**TEXTAUSZUG**
((

Die Kritik an den mangelhaft begründeten theoretischen Grundannahmen der klassischen Testtheorie hatte zur Folge, daß neue, theoretisch besser begründete und mathematisch besser ausgearbeitete Testtheorien entwickelt wurden, die zunehmend den Charakter ausschließlicher Testtheorien verloren und zu Verfahrenstheorien bzw. zu Meßtheorien wurden. Des weiteren wurden neue und verbesserte Schätzverfahren zur Bestimmung der Gütekriterien entwickelt und die Terminologie im Bereich der Standardisierungstheorie und -methodik (Validität, Trennschärfe etc.) international vereinheitlicht. Damit wurden zahlreiche Beiträge zur Lösung des Generalisierungsproblem (Abschätzung der Verallgemeinerbarkeit von Untersuchungsprozeduren und - ergebnissen), zum Prognoseproblem (Verhaltensvorhersage bzw. prognostische Validität) angestoßen.
Diese Nachteile der klassischen Testtheorie versucht der Ansatz der probabilistischen Testtheorie (auch als stochastische bezeichnet) zu umgehen. Stochastische Modelle "gehen davon aus, daß zwischen dem Testergebnis und der zu messenden latenten Dimension von Natur aus ein Wahrscheinlichkeitszusammenhang besteht, nicht ein deterministischer, der bloß durch das Hinzukommen von Fehlern verwischt ist" (Dorsch et al. 1994, 796). Unter der Bezeichnung "Item Response Theory" wurden neue psychometrische Modelle entwickelt, welche die statistischen Eigenschaften der Fragen unabhängig von den Fähigkeiten der Testpersonen messen. Dadurch müssen im Verhältnis zur klassischen Testtheorie wesentlich weniger Fragen gestellt werden, da die Bewertung nicht nur auf der richtigen Antwort beruht, sondern auf weiteren statistischen Eigenschaften der Fragen. Diese Theorien haben ihren Ursprung in der Adaption einer Arbeit von Mosier (1949), dass eine beobachtbare Antwort Schlussfolgerungen über den psychologischen Charakterzug zulässt, der einem Verhalten zugrunde liegt. Die gemessenen Parameter sind die Schwierigkeit ("difficulty"), Trennschärfe ("discrimination ") und der sogenannte Rate-Parameter ("pseudoguessing parameter").

))

**BEREITGESTELLTE DATEN**
((

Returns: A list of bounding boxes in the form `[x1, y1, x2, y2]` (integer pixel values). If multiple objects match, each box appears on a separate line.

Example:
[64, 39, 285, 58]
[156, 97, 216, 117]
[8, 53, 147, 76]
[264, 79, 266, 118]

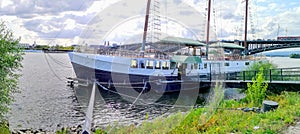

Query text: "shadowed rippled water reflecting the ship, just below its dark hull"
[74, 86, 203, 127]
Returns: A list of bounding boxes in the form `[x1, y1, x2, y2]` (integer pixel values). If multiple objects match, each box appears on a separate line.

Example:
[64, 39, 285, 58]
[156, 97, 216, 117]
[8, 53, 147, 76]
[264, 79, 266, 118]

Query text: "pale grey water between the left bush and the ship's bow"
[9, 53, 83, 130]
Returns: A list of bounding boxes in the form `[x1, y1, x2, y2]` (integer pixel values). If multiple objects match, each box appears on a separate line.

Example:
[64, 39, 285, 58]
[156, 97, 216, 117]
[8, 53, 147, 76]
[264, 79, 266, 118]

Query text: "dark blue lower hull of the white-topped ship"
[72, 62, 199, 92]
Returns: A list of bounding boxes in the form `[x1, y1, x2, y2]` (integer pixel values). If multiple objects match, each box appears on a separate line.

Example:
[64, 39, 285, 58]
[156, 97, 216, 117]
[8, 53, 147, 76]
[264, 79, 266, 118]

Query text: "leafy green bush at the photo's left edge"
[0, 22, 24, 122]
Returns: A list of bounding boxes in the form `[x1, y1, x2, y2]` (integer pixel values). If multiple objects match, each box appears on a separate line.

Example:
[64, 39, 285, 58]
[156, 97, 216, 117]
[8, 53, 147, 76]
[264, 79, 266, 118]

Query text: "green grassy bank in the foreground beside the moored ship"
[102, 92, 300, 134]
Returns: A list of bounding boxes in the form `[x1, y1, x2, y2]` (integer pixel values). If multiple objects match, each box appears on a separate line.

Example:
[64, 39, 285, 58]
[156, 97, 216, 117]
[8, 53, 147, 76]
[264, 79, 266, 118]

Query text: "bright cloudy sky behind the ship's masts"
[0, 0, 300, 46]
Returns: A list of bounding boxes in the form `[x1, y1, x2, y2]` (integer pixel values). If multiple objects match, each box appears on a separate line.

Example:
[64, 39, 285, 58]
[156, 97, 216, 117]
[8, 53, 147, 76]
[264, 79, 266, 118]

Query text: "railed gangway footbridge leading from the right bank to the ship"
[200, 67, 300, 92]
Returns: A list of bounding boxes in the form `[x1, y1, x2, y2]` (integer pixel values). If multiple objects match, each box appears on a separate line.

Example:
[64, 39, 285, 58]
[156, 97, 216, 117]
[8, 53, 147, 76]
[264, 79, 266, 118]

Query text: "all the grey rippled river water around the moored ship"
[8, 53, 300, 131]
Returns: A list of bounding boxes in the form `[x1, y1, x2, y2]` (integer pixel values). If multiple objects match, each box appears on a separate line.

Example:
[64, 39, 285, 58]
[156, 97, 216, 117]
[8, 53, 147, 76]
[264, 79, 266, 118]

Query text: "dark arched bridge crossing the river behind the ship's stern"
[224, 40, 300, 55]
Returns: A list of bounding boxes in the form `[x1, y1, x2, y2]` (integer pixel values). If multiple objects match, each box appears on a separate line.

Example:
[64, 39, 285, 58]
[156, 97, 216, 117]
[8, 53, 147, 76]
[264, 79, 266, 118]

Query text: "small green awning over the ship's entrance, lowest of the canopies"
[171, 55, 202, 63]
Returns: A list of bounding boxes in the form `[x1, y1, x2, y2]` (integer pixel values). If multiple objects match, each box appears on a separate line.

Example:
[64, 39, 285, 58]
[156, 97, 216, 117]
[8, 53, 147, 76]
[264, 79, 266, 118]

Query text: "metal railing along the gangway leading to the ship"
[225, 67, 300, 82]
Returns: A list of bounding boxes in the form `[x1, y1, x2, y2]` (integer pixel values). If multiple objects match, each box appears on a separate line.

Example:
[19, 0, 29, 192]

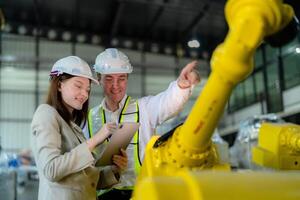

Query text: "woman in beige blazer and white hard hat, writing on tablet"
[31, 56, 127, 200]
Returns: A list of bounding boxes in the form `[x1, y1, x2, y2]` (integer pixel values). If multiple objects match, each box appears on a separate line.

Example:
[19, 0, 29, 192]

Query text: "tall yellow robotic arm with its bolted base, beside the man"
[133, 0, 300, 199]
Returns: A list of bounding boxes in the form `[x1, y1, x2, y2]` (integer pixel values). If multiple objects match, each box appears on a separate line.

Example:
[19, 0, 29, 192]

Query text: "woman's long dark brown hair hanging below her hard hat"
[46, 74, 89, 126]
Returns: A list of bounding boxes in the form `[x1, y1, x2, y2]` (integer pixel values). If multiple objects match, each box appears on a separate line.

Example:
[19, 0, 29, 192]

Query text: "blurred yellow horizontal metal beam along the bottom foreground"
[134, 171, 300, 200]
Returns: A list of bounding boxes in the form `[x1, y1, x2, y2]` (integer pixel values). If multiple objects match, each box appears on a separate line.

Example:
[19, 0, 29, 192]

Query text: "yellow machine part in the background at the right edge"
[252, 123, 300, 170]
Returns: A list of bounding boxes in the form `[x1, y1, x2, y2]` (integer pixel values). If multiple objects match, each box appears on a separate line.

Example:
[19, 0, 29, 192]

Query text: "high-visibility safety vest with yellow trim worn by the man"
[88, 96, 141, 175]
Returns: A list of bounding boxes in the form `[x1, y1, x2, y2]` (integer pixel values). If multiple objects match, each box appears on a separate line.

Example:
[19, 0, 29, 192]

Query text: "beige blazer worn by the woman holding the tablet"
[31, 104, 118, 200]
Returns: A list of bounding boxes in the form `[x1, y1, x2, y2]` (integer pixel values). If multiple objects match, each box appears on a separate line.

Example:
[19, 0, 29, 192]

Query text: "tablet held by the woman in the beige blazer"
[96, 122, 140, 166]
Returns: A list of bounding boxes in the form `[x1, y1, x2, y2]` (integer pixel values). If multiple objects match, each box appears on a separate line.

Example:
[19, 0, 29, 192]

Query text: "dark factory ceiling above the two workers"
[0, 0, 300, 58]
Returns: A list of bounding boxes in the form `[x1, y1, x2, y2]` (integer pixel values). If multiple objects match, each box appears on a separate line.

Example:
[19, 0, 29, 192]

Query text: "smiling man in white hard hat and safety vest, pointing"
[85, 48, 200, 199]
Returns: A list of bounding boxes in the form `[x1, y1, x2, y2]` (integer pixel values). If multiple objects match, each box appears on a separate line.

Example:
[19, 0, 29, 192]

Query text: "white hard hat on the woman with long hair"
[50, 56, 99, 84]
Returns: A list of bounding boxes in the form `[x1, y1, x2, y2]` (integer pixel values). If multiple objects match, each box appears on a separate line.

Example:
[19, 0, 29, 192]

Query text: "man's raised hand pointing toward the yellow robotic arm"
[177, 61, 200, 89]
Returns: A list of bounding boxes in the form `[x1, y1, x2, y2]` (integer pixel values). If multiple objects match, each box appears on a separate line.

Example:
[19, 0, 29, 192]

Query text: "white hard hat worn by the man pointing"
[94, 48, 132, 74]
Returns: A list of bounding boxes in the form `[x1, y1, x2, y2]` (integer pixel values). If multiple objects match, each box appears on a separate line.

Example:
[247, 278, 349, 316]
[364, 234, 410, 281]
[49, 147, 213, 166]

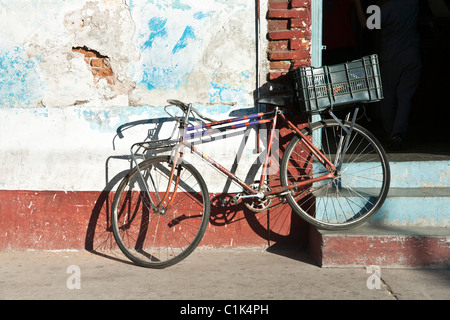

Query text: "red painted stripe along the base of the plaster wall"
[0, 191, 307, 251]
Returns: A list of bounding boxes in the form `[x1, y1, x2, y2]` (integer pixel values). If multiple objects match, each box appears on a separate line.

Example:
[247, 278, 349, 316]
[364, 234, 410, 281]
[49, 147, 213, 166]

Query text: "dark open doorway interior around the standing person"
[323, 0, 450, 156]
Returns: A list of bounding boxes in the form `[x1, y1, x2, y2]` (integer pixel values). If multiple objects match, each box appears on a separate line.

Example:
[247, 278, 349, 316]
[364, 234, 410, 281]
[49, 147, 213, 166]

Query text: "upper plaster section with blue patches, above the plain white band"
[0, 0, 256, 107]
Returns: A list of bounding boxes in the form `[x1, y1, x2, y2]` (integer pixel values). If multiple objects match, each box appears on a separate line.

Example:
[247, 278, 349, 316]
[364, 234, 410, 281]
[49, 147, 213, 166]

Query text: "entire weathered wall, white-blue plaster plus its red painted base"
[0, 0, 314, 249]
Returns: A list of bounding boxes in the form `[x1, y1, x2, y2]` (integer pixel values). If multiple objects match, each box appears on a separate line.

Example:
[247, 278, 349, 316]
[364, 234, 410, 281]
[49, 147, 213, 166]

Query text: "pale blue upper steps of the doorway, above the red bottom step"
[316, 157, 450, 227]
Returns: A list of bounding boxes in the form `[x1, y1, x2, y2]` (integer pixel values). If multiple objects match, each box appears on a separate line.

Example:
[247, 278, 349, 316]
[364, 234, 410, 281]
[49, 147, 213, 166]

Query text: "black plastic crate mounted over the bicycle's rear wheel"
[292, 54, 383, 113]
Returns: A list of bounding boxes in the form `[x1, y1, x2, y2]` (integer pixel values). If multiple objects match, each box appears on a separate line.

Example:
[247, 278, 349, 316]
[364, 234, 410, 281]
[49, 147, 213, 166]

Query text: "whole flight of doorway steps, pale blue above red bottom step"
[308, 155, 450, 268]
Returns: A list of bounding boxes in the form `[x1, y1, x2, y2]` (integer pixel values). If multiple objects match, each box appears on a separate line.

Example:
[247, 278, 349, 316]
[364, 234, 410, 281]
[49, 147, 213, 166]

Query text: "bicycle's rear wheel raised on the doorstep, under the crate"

))

**ZU ERLEDIGENDE AUFGABEN**
**A)** Welche Parameter werden laut dem Textauszug gemessen? Nenne alle.
**B)** Wie wird die probabilistische Testtheorie im Textauszug außerdem bezeichnet?
Die Datensätze stehen in keinem Zusammenhang mit dem Textauszug.

**ERGEBNISSE JE AUFGABE**
**A)** Schwierigkeit ("difficulty"), Trennschärfe ("discrimination") und Rate-Parameter ("pseudoguessing parameter")

**B)** Sie wird auch als stochastische Testtheorie bezeichnet.